What is needed — Copy out the material below word for word, leaving out the image.

-- start Provided material --

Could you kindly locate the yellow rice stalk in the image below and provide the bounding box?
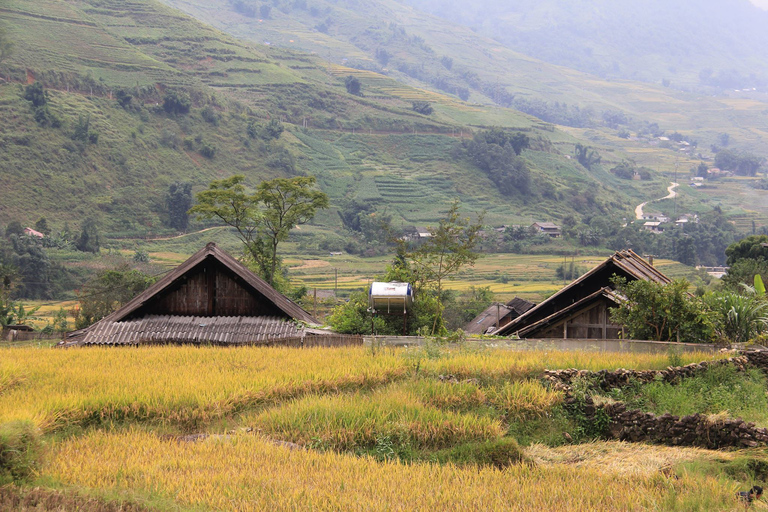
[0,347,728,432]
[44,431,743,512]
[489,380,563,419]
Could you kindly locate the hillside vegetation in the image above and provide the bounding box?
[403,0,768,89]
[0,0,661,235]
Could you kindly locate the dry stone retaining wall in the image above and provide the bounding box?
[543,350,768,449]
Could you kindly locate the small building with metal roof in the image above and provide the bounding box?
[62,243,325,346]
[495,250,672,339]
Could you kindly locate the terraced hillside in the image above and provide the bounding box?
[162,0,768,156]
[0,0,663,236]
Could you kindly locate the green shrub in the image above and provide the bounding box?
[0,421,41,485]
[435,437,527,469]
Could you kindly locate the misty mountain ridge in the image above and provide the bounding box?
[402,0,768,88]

-- end Provided material --

Task result —
Could you kindly locate the yellow rice stalk in the image below and provide the bounding box?
[0,347,728,432]
[44,431,743,512]
[489,380,563,419]
Could you kindly locate the hillside vegetation in the image above and provide the bounding box?
[403,0,768,89]
[0,0,661,235]
Could you kindly locate the dry stone retaining wall in the image above and provide the bounding box?
[543,350,768,449]
Could you kindly locate the small building with metal roof in the image above and provide the bounding box?
[62,243,325,346]
[495,250,672,339]
Could you kindly locate the terraced hillside in the image above and provide the bounding box?
[162,0,768,156]
[0,0,663,236]
Could you kindly locate the green shrub in the image above and provide the bounding box?
[0,421,41,485]
[435,437,527,469]
Could you kindly locate the misty mountain ridge in the image above and provide the bounding box?
[402,0,768,88]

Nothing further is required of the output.